### Your goal:
Your answer should contain every line of the records, transcribed word for word.

(Natural-language object grounding data)
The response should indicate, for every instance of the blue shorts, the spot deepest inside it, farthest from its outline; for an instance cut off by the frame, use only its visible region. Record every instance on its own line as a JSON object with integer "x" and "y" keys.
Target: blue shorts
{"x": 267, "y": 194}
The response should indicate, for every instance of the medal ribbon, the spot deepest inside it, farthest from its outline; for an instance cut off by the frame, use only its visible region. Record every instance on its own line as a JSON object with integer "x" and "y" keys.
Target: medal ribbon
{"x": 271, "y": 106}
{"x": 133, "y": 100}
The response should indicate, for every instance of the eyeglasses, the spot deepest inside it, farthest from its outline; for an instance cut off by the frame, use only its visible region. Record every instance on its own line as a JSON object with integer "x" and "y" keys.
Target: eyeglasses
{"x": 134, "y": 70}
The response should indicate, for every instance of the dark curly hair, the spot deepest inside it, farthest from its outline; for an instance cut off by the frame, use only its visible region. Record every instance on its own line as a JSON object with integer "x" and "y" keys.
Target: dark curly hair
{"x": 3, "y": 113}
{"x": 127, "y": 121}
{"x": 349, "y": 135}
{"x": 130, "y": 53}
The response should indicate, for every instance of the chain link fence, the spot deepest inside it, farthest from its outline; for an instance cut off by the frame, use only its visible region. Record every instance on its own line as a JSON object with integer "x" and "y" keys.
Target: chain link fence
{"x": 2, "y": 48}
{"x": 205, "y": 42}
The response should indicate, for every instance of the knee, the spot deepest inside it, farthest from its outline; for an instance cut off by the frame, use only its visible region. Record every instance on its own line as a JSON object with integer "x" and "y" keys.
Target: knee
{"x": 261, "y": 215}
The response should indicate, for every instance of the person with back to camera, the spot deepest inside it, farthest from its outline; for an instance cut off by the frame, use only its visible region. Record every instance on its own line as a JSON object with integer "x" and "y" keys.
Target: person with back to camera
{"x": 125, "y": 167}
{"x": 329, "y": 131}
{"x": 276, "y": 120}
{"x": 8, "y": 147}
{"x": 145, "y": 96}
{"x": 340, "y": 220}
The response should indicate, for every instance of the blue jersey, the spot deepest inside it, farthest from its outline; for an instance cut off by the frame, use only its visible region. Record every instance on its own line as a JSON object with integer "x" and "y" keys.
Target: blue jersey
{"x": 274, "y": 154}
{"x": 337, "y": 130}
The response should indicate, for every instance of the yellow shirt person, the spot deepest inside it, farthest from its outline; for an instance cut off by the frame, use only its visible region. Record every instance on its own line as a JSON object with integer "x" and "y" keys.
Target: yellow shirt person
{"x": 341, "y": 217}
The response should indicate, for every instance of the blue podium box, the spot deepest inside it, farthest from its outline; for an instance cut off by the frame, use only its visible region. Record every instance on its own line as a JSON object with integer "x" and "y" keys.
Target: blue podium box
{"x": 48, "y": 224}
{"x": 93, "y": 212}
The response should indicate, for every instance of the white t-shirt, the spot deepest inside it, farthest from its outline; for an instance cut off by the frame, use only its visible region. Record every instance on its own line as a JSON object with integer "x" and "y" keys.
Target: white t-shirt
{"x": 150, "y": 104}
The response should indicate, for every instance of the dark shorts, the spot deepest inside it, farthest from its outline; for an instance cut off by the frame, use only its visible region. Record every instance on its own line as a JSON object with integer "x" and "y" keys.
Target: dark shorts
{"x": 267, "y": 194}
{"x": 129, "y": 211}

### Solution for this task:
The response should indicate, for every instance of the blue shorts, the spot deepest inside it, farthest from its outline; for an instance cut off by the frame, use only its visible region. Record every instance on its own line as a JSON object with integer "x" and "y" keys.
Target: blue shorts
{"x": 267, "y": 194}
The response should indicate, for every instance of the medal ribbon, the spot deepest inside it, farthest from its outline; for an instance cut off by the frame, use only its visible region. Record every instance on its own line as a JSON object with integer "x" and "y" keys.
Target: medal ribbon
{"x": 271, "y": 106}
{"x": 133, "y": 100}
The response should indicate, for every instance of the eyeglasses, the spot deepest inside it, farthest from its outline; for an instance cut off by the frame, use only its visible region. Record every instance on its own line as a JSON object with integer "x" and "y" keys.
Target: eyeglasses
{"x": 134, "y": 70}
The response should indicate, for every instance of the dark curly hair, the spot deepest inside it, farthest from its outline; for an instance cut off by the frame, use only its visible region. Record every instance on its own line as a JSON object with integer "x" and "y" keys.
Target: dark curly hair
{"x": 3, "y": 113}
{"x": 127, "y": 121}
{"x": 349, "y": 135}
{"x": 130, "y": 53}
The response should indicate, for every instance of the chain link fence, the spot deepest inside it, farthest from its outline; for an instance cut off by the frame, use only its visible region. Record every instance on its own line as a JSON object with integer "x" and "y" keys.
Target: chain link fence
{"x": 2, "y": 48}
{"x": 205, "y": 42}
The response should indicate, for every instance of the knee, the spot deepest inside it, farthest from its outline; for an instance cut off by the frame, use only its visible region. Record every instance on its own line as a JSON object with integer "x" and "y" keys.
Target: knee
{"x": 261, "y": 215}
The response should indicate, for every instance of the person with back to camera, the spot deepest inside it, farthest from its outline; for an instance cut off by the frame, use only its visible region. Record every instance on its own line as a JSON object with integer "x" and "y" keys.
Target: person with back to camera
{"x": 125, "y": 167}
{"x": 329, "y": 131}
{"x": 276, "y": 120}
{"x": 8, "y": 147}
{"x": 145, "y": 96}
{"x": 340, "y": 220}
The response should indicate, for every instance of the blue jersey, the spot deepest inside it, farthest from its outline; for an instance cut off by the frame, use only its visible region. Record every instance on its own line as a JSON object with integer "x" and "y" keys.
Target: blue jersey
{"x": 274, "y": 154}
{"x": 337, "y": 130}
The response should indicate, for every instance of the yellow shirt person, the spot deepest inside it, farthest from its outline; for an instance cut off by the frame, use only its visible region. Record every instance on its own line as a JSON object with integer "x" and "y" keys.
Target: yellow shirt person
{"x": 341, "y": 217}
The response should indicate, for every instance of the blue podium box, the spot deepest inside it, farthest from its outline; for an instance cut off by the frame, use only its visible region. Record every instance on its own line as a JSON object with integer "x" and "y" keys.
Target: blue podium box
{"x": 48, "y": 224}
{"x": 93, "y": 212}
The response should indicate, for every instance of the white t-shirt, the spot deepest inside it, farthest from its outline; for an instance cut off by the frame, use only its visible region. Record every instance on its own line as a JSON object with integer "x" and "y" keys.
Target: white t-shirt
{"x": 150, "y": 104}
The response should indicate, for every instance of the dark shorts, the spot deepest inside it, farthest from its outline; for an instance cut off by the frame, use only its visible region. Record every instance on its own line as a JSON object with integer "x" and "y" keys.
Target: dark shorts
{"x": 267, "y": 194}
{"x": 129, "y": 211}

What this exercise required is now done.